» **Try it**
Start at the line that contains "the young girl". Repeat it and each line after it, exactly, up to and including the final line of the data.

----------

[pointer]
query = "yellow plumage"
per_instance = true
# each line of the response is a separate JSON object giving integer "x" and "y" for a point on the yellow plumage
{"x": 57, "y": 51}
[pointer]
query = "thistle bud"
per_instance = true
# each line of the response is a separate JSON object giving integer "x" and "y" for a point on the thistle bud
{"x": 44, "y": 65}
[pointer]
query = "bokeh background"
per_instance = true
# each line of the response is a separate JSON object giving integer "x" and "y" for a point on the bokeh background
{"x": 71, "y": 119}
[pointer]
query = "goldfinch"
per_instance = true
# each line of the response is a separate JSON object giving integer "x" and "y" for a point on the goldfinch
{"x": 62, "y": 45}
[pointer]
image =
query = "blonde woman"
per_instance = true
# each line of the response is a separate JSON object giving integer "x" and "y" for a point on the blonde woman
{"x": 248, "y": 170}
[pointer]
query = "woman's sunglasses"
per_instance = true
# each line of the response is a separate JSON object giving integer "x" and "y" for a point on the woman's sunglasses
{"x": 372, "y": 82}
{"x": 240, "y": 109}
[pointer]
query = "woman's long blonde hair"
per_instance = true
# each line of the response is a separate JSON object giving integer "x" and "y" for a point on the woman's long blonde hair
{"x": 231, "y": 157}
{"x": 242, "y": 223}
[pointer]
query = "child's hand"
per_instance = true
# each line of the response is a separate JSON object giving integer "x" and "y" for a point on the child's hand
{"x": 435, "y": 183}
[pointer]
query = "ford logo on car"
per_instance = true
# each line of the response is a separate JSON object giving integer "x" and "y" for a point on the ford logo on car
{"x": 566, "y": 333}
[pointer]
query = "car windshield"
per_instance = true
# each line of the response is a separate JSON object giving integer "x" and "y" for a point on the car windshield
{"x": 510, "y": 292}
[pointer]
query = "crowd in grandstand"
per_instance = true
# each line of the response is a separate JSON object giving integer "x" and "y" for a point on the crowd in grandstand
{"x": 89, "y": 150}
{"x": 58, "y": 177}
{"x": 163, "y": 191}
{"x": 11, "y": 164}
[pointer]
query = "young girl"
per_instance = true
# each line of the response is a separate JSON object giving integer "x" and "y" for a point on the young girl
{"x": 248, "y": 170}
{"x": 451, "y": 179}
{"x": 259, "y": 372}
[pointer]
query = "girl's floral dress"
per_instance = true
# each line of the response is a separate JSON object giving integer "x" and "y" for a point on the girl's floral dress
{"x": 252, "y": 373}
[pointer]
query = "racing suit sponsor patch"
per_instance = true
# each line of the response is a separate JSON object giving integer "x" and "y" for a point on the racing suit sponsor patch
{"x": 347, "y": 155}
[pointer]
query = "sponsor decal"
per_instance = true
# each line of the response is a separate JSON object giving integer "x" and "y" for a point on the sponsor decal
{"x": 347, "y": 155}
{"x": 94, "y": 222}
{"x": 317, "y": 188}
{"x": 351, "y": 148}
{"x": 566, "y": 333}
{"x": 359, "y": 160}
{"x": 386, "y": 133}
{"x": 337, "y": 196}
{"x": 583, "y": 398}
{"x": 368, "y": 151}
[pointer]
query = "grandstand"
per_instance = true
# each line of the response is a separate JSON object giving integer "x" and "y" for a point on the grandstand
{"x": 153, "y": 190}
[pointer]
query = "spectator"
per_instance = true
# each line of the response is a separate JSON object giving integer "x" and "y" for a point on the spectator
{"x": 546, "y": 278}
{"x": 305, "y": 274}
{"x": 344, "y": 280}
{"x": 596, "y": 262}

----------

» **Solution**
# each line of the response is a separate JSON object giving integer "x" and "y" for a point on the young girl
{"x": 248, "y": 170}
{"x": 451, "y": 179}
{"x": 259, "y": 372}
[pointer]
query = "girl's floral dress"
per_instance = true
# each line of the response is a separate JSON object giving integer "x" and "y" for a point on the girl's floral dress
{"x": 252, "y": 373}
[pointer]
query = "racing suit sponsor patch"
per_instance = true
# each line of the response is a separate JSON object giving integer "x" and "y" for a point on the racing suit sponsor patch
{"x": 347, "y": 155}
[pointer]
query = "sponsor decal"
per_instance = true
# each line of the response is a separate JSON object giving integer "x" and "y" for a point on the sponsor decal
{"x": 347, "y": 155}
{"x": 94, "y": 222}
{"x": 317, "y": 188}
{"x": 351, "y": 148}
{"x": 566, "y": 333}
{"x": 359, "y": 160}
{"x": 386, "y": 133}
{"x": 337, "y": 196}
{"x": 583, "y": 398}
{"x": 368, "y": 151}
[pointer]
query = "grandstand"
per_instance = true
# each line of the response is a separate JSON object giving integer "x" and "y" for a point on the grandstand
{"x": 153, "y": 190}
[pointer]
query = "spectator"
per_instance = true
# each line of the response is a separate JSON object giving integer "x" and "y" for a point on the spectator
{"x": 546, "y": 278}
{"x": 305, "y": 274}
{"x": 344, "y": 280}
{"x": 596, "y": 262}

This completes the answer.